- What is needed: Rewrite the listing below, changing every "pin every instance" to "mark each occurrence" and leaving all other text as it stands. Omit the pictures from your version.

- Recorded information:
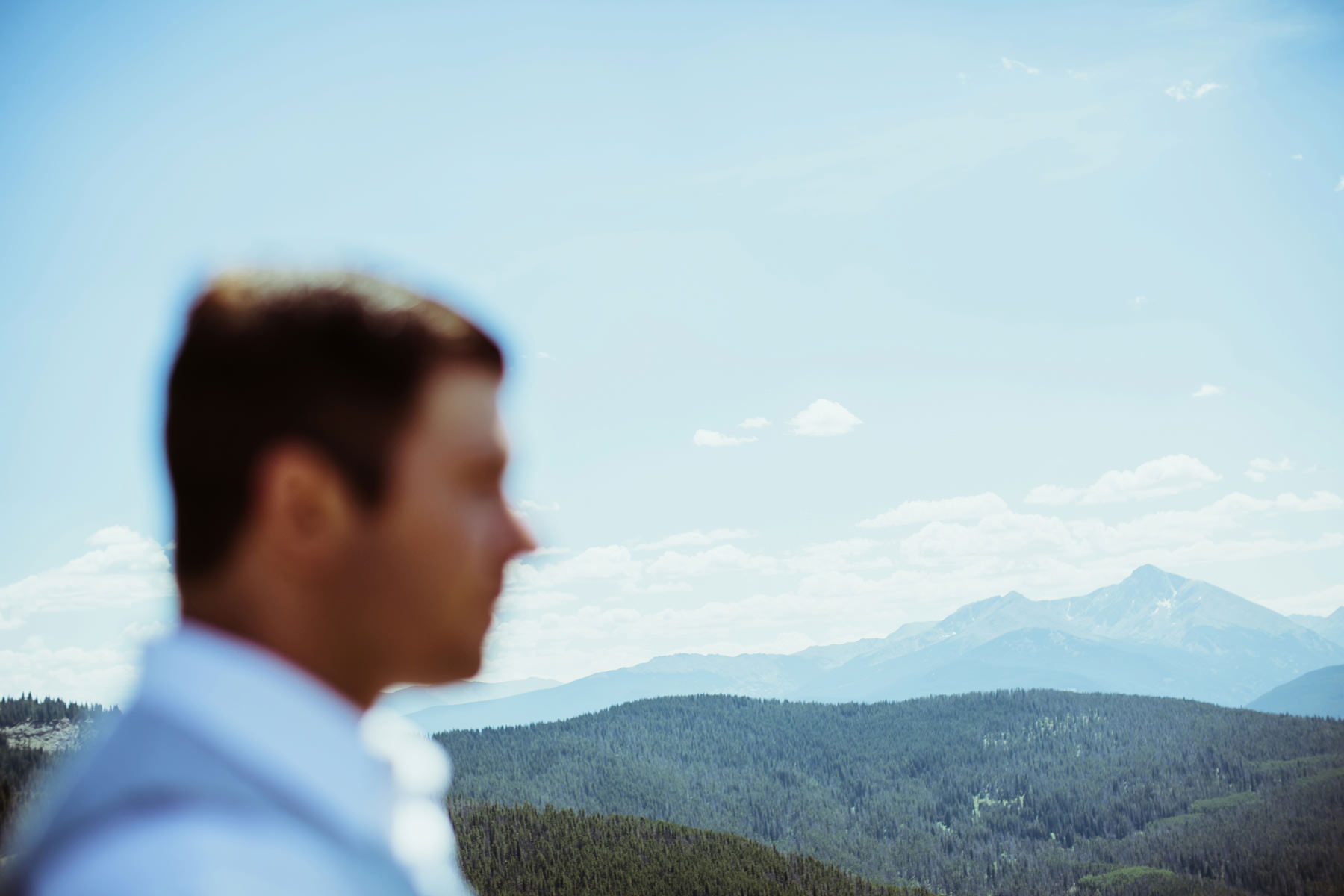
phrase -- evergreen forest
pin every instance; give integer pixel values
(524, 850)
(20, 765)
(1033, 791)
(1028, 793)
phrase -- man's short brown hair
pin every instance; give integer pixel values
(335, 361)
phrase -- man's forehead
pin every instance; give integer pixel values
(458, 410)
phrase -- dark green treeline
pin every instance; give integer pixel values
(523, 850)
(1012, 791)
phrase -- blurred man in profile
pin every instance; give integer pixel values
(336, 462)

- Written solution:
phrase -- evergreen forest
mark each occurrence; give integer pixel values
(524, 850)
(20, 765)
(1033, 791)
(1028, 793)
phrase -- man's short brown hair
mark each occurrence; give integer pixel values
(335, 361)
phrase -- man's forehead
mark each occurrence; give integer pixel values
(458, 410)
phrase -- dark green treeline
mark each occurrence; give integer pixel values
(523, 850)
(1012, 791)
phrase -- blurred man in profile
mark each occurrence; give integer pixel values
(336, 462)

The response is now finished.